- _BRIEF A_: Please condense the paragraph beginning "About 40 million years ago" in the Nepalese Himalaya geology text into a short bulleted list that keeps its main facts.
- _BRIEF B_: Extend the Nepalese Himalaya geology text past its final sentence with a further paragraph on the same subject.

- _PROVIDED PASSAGE_:

>>>>

Wednesday, May 9, 2012

The General Geology and Structures in Nepalese Himalaya

Untitled Document
About 40 million years ago the Indian Plate came in contact with the Eurasian Plate. Before that there was a sea in between the two plates which is called the Tehtys Sea, when the two continents got closer and closer the sea retarded and the land mass got lifted up. After the contact the Indian Plate started getting subducted under the Eurasian Plate, since the Indian Plate was much lighter than the Eurasian Plate so it did not get sinked into the mantle. Since then this subduction and thrusting has become a continuous process. The Himalaya was formed around 2 million years ago. The rocks of Himalaya are thrusting upward about 2 to 5 mm per year and horizontally southward. It ranges about 2400 km from Punjab Himalaya in the west to Aarnanchal Himalaya in the east. Nepal lies in the central region of this Himalaya range. Since the formation of these Himalayan range is comparatively younger than geology of other continents so the rock are generally younger than on other parts of the world and are relatively weaker and more unstable.

<<<<

- _SUPPLIED ENTRIES_:
>>>>

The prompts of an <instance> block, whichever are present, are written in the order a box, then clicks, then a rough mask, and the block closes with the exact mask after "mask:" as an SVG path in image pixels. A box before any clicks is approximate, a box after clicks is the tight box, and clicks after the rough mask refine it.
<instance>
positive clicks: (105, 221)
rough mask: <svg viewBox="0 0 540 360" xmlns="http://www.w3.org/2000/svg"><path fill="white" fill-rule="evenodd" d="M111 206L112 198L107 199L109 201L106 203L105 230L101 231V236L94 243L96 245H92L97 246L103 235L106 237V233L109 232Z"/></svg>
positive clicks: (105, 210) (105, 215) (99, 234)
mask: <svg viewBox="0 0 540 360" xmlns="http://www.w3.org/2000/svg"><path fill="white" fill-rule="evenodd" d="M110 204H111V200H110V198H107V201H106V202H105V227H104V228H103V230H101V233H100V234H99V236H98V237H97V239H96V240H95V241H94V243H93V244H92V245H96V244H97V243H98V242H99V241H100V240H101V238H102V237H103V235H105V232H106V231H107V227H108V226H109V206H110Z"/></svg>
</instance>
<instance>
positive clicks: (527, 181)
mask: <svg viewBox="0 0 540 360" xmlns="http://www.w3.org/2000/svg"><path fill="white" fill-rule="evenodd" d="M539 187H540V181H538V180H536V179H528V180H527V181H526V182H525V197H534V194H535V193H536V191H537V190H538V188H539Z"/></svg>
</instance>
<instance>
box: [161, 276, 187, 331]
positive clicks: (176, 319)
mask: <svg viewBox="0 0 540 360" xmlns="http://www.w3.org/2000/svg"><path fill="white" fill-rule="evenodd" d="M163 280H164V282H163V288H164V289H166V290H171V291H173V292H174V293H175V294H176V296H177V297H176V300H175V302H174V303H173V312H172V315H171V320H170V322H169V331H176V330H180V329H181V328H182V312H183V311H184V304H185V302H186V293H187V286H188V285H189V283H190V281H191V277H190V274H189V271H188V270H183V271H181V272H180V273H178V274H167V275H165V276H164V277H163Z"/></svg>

<<<<

- _ANSWER A_:
- About 40 million years ago, the Indian Plate met the Eurasian Plate. The sea between them, the Tehtys Sea, retreated as they converged, and the land mass was lifted up.
- The Indian Plate then began subducting under the Eurasian Plate. Being much lighter, it did not sink into the mantle.
- Subduction and thrusting have continued ever since.
- The Himalaya formed around 2 million years ago. Its rocks thrust upward about 2 to 5 mm per year and also move horizontally southward.
- The range stretches about 2400 km, from the Punjab Himalaya in the west to the Aarnanchal Himalaya in the east. Nepal lies in its central region.
- Because the range is younger than the geology of other continents, its rocks are generally younger, weaker and more unstable.

- _ANSWER B_:
The continuous process of collision of two plates has resulted in many thrusts and faults in Himalaya region and these thrust and fault separate Nepal in different zones. These zones and the thrusts that separate them are:
      1.       Indo Gangetic Zone / Terai Zone
Separated by Main Frontal Thrust (MFT)
      2.       Siwalik Zone
Separated by Main Boundary Thrust (MBT)
      3.       Lesser Himalaya Zone
Separated by Main Central Thrust (MCT)
      4.       Higher Himalaya Zone
Separated by South Tibetian Detachment System (STDS)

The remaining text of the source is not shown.